## [SUPPLIED INFORMATION]
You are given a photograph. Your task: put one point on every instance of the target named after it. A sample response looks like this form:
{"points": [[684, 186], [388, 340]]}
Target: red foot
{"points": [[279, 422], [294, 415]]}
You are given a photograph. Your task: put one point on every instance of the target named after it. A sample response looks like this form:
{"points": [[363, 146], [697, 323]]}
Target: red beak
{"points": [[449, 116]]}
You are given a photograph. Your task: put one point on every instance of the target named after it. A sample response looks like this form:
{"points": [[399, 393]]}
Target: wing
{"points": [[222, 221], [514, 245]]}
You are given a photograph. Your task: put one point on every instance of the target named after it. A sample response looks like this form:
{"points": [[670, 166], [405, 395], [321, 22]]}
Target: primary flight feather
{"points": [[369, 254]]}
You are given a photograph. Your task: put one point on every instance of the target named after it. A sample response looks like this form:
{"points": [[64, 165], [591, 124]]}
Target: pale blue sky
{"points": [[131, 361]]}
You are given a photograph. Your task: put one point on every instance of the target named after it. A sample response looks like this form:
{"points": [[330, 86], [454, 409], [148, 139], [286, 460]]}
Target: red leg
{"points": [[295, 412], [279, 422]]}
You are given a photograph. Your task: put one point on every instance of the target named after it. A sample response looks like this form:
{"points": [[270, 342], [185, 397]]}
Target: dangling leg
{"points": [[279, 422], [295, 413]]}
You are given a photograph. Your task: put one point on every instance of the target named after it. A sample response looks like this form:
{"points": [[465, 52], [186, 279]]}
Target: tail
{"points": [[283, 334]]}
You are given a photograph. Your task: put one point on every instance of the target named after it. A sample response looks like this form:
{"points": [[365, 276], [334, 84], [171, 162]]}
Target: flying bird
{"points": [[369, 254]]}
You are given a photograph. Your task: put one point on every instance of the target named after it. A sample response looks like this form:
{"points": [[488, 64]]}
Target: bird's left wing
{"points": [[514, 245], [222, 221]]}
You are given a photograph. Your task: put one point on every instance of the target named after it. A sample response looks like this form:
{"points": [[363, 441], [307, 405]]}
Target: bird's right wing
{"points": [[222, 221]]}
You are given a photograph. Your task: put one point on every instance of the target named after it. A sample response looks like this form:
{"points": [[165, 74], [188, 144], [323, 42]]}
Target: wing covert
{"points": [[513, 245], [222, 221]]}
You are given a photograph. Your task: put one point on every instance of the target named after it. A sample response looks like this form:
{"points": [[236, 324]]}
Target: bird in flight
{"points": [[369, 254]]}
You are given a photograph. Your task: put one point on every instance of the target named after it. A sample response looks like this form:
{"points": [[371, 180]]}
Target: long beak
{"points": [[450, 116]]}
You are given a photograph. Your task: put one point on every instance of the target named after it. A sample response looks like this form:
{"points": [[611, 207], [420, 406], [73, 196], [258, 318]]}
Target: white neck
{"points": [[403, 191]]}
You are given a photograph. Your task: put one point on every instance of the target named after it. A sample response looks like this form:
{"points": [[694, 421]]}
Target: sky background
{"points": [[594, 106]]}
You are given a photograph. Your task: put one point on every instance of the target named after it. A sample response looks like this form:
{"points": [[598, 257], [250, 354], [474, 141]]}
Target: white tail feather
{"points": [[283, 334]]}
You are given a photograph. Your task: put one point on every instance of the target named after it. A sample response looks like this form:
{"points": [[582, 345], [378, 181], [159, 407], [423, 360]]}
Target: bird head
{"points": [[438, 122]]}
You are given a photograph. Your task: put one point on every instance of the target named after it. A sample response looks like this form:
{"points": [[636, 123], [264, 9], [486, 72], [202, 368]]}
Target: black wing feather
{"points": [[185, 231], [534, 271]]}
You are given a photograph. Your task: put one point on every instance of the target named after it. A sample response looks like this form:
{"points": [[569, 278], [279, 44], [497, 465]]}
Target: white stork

## [EXERCISE GOAL]
Your task is to copy all of the entries exactly.

## [SOLVED EXERCISE]
You are given a photograph. Your task: put one point on every instance of the target named after it. A sample response looks like this form:
{"points": [[684, 186], [388, 340]]}
Target: red foot
{"points": [[279, 422], [294, 415]]}
You are given a photograph. Your task: put one point on every instance of the target named after it. A sample response looks like this form:
{"points": [[363, 146], [697, 323]]}
Target: red beak
{"points": [[449, 116]]}
You are given a photograph. Your task: put one point on every instance of the target named after it. A sample response looks like this form:
{"points": [[399, 393]]}
Target: wing
{"points": [[222, 221], [514, 245]]}
You are given a photograph. Your task: put one point on every instance of the target named after it. A sample response looks like this form:
{"points": [[670, 166], [405, 395], [321, 22]]}
Target: primary flight feather
{"points": [[369, 254]]}
You are given a photograph. Your task: put one point on every instance of the target named after it. A sample response looks like this form:
{"points": [[64, 165], [591, 124]]}
Target: pale blue sky
{"points": [[131, 361]]}
You are given a photograph. Your task: put one point on every instance of the target named after it. A sample response looks like this form:
{"points": [[330, 86], [454, 409], [148, 139], [286, 460]]}
Target: red leg
{"points": [[295, 412], [279, 422]]}
You are given a photograph. Your task: put one point on every instance of the target named after it. A sample response looks like this form:
{"points": [[270, 342], [185, 397]]}
Target: dangling leg
{"points": [[279, 422], [295, 413]]}
You are given a photograph. Your task: put one point on every instance of the target named after it. A sample response looks like this form:
{"points": [[465, 52], [186, 279]]}
Target: tail
{"points": [[283, 334]]}
You are given a photograph. Your task: put one point on every instance of the target named after it. A sample response looks like this form:
{"points": [[365, 276], [334, 84], [171, 162]]}
Target: flying bird
{"points": [[369, 254]]}
You are given a photograph. Your task: put one point on every instance of the target named after it. A sample response looks like this form:
{"points": [[488, 64]]}
Target: bird's left wing
{"points": [[514, 245], [222, 221]]}
You are given a photograph. Your task: put one point on every instance of the target named after it. A sample response looks like this form:
{"points": [[363, 441], [307, 405]]}
Target: bird's right wing
{"points": [[222, 221]]}
You are given a photograph. Your task: put one point on every instance of the target named after it. A sample response looks like this form:
{"points": [[165, 74], [188, 144], [323, 42]]}
Target: wing covert
{"points": [[513, 245], [222, 221]]}
You are given a photograph. Your task: put one point on every instance of the target named after it. A sample response looks like this form:
{"points": [[236, 324]]}
Target: bird in flight
{"points": [[369, 254]]}
You are given a photograph. Your task: put one point on every instance of the target named after it. A sample response looks like this form:
{"points": [[371, 180]]}
Target: long beak
{"points": [[450, 116]]}
You are given a photograph. Your task: put one point on every instance of the target named after it. A sample response looks like this form:
{"points": [[611, 207], [420, 406], [73, 196], [258, 318]]}
Target: white neck
{"points": [[403, 191]]}
You are given a photograph. Your task: put one point on every instance of the target named after it. A sample response looks like this form:
{"points": [[694, 421]]}
Target: sky background
{"points": [[594, 106]]}
You are given a photograph. Your task: put one point on every instance of the target named after it. A sample response looks like this form:
{"points": [[598, 257], [250, 354], [474, 141]]}
Target: white tail feather
{"points": [[283, 334]]}
You are given a photograph. Your task: put one point on every instance of the target named after it. A sample response looks like this form:
{"points": [[582, 345], [378, 181], [159, 407], [423, 360]]}
Target: bird head
{"points": [[438, 122]]}
You are given a photograph. Your task: put one point on every instance of the target named after it. A sample response looks like this form:
{"points": [[636, 123], [264, 9], [486, 72], [202, 368]]}
Target: black wing feather
{"points": [[185, 231], [534, 271]]}
You are given a photograph. Your task: put one point on every instance of the target named after it. A sample response looks like this form:
{"points": [[569, 278], [279, 44], [497, 465]]}
Target: white stork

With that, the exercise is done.